## TASK
Retype the material below exactly as it stands, leaving out the pictures.

## EXERCISE INPUTS
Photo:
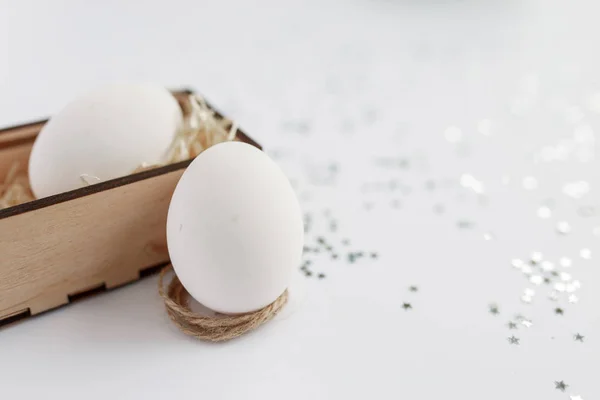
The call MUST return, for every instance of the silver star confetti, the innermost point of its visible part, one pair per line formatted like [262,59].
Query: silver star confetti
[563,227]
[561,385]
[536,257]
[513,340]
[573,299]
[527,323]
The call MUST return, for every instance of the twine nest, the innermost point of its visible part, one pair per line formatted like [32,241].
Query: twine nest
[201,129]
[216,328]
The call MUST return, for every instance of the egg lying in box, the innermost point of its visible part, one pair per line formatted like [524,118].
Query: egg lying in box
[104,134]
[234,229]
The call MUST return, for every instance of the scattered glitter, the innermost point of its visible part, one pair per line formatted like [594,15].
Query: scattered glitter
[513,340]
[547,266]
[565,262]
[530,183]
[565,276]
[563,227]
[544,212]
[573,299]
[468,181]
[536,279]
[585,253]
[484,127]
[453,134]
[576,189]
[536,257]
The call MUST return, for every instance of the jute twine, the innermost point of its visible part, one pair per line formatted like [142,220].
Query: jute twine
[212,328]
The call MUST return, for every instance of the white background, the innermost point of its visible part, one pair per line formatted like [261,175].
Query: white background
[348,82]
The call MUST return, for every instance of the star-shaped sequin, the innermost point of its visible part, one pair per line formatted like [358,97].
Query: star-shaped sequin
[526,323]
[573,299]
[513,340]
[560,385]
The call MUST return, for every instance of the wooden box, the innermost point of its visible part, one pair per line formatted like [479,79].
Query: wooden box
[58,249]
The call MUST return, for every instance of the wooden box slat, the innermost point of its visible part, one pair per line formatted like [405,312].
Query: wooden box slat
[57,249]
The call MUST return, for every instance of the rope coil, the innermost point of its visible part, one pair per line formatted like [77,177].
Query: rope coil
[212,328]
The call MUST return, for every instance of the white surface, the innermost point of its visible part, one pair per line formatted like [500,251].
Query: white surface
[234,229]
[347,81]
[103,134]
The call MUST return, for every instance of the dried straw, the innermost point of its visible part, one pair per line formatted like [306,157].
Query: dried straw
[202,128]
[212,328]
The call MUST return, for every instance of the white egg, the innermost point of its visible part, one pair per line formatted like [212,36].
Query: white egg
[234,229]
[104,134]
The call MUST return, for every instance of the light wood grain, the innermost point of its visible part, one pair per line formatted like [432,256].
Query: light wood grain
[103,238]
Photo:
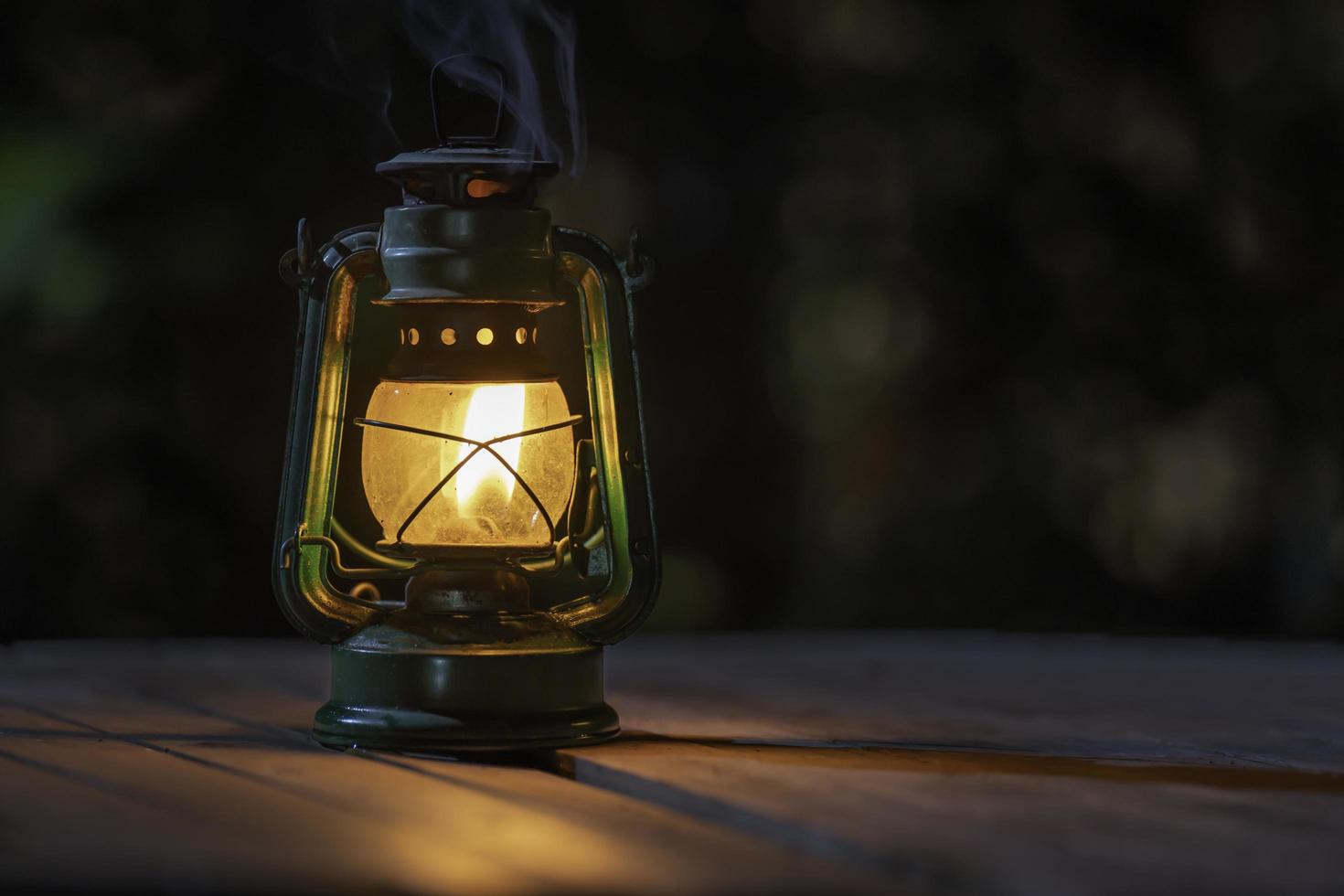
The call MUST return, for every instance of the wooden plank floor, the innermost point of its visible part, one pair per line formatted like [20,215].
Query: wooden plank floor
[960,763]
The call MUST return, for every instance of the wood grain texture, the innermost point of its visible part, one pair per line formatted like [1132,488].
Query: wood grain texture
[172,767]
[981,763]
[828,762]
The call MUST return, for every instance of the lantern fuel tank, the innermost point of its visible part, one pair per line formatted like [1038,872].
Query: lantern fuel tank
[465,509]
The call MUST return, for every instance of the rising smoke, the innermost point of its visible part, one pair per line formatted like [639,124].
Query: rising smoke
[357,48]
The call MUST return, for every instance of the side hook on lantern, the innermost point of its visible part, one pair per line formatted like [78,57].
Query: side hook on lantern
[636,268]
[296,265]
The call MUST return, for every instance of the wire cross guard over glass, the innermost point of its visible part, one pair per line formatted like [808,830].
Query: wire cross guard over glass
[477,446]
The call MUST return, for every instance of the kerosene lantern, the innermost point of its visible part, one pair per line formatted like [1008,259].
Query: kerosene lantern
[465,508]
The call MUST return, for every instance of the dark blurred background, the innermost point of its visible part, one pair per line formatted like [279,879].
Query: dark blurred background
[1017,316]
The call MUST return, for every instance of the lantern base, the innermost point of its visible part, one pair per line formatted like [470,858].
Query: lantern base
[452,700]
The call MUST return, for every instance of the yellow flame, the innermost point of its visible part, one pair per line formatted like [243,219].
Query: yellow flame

## REPLY TO THE EXERCISE
Photo:
The call MUST return, for every instance of the silver star confetti, the innermost point of its visible part, one pair per line formatted like [262,59].
Query: silver star confetti
[563,227]
[561,385]
[536,257]
[513,340]
[573,299]
[527,323]
The call MUST return, for every instance of the twine nest, the innermost point of its visible part, one pair per line formatted like [32,241].
Query: twine nest
[201,129]
[216,328]
The call MUST return, for every instance of the egg lying in box, the innermost point of its visible part, one pair per line formatted like [524,118].
Query: egg lying in box
[104,134]
[234,229]
The call MUST return, for every instance of the scattered glitter, the innermost point of its visible part, one pair per line formatted like [594,15].
Query: scattered glitter
[513,340]
[547,266]
[565,262]
[530,183]
[565,276]
[563,227]
[544,212]
[573,299]
[468,181]
[536,279]
[585,253]
[484,127]
[453,134]
[576,189]
[536,257]
The call MUST return, for every instance of the jute twine, the innermost point of its visible part, one pair per line formatted like [142,220].
Query: jute twine
[212,328]
The call MUST return, for every instance of the white background, the innermost point of its visible part, one pair per line formatted like [261,175].
Query: white background
[348,82]
The call MUST return, for every instance of the star-shaped sequin, the innermost point of its visible part, one pair per line formatted like [358,97].
Query: star-shaped sequin
[526,323]
[573,299]
[513,340]
[560,385]
The call MUST return, for every instance of the wooden box, the innermost point of its visible part, one pair per line formatted like [479,79].
Query: wooden box
[58,249]
The call MUST return, for every instance of the wooden box slat, the innermost point of its visible part, one pair per line formatted like [405,312].
Query: wooden box slat
[57,249]
The call MUST return, for every instance of the rope coil, the innermost point of its visible part, one pair per line formatted like [77,177].
Query: rope coil
[212,328]
The call MUST return, for every instance of the white surface, the innermost point of its visible part, one pair per line formatted like [500,251].
Query: white surface
[234,229]
[347,81]
[103,134]
The call MUST return, for every instance of the dried straw, the innermost point of its visible part, one pair per line formatted like [306,157].
Query: dried straw
[202,128]
[212,328]
The call MUST return, for every instance of the white egg, the innermost point of its visible part, one pair per line formatted like [212,36].
Query: white egg
[234,229]
[104,134]
The call MUST return, for every instance of the light wood grain, the innermost point of its visible part, one pair per line formatted like [432,256].
Query: light wood grain
[103,238]
Photo:
The call MUST return, for every instance of the wooden plank floor, the innermost point of its visible part, one pair per line formatted like [20,215].
Query: wooden plank floor
[960,763]
The call MUST return, for every instance of the wood grain texture, the innermost point of its visible part, one pair per line formatted like [1132,488].
Query: wood grain texture
[172,767]
[981,763]
[828,762]
The call MUST return, for every instance of the lantern fuel tank, the innermost point of its visible part, one pair per line formatted like [1038,872].
Query: lantern fuel tank
[465,509]
The call MUST return, for every instance of the rising smoke, the innermost point of its visible part, one pair per line formatted like [639,124].
Query: rising smoke
[357,48]
The call MUST return, for every instance of the side hook on lantern, the innermost point of its visible part, one pair per line formatted like [78,57].
Query: side hook on lantern
[636,268]
[296,265]
The call MUST return, for every instance of the wire cross guard over glass, the innermost point of its visible part, one pair per line formatted like [808,830].
Query: wire cross guard over glass
[477,446]
The call MUST return, for every instance of the kerosene lantern, the innermost point of its visible part, one pair per line formatted like [1008,259].
Query: kerosene lantern
[465,508]
The call MUST return, for every instance of the dark blurred background, the innermost point of its visible part, one pair per line formatted like [279,879].
Query: dark blurred background
[1017,316]
The call MUST return, for every instance of the lantern base, the innermost point of its visible part, one pair per line formatted like [470,858].
Query: lantern base
[452,700]
The call MUST return, for every instance of the yellow flame, the innermost point of its visible part, one pair per line formatted like [243,219].
Query: yellow flame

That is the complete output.